Assigned task: Every line of the data must appear again in the answer, exactly as written.
----
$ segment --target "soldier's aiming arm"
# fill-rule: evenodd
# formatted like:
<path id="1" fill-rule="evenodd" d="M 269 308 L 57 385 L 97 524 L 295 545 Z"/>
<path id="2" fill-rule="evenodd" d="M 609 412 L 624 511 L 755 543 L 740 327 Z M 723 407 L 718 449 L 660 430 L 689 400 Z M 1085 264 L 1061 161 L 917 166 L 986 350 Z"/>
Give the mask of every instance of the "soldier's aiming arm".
----
Exercise answer:
$ segment --target "soldier's aiming arm"
# fill-rule: evenodd
# formatted like:
<path id="1" fill-rule="evenodd" d="M 269 308 L 57 385 L 97 524 L 295 545 Z"/>
<path id="2" fill-rule="evenodd" d="M 609 412 L 624 511 L 755 543 L 740 327 Z M 723 407 L 718 449 L 660 430 L 689 400 Z M 1085 264 L 1061 161 L 917 166 L 986 350 Z"/>
Give the mask of every instance of the "soldier's aiming arm".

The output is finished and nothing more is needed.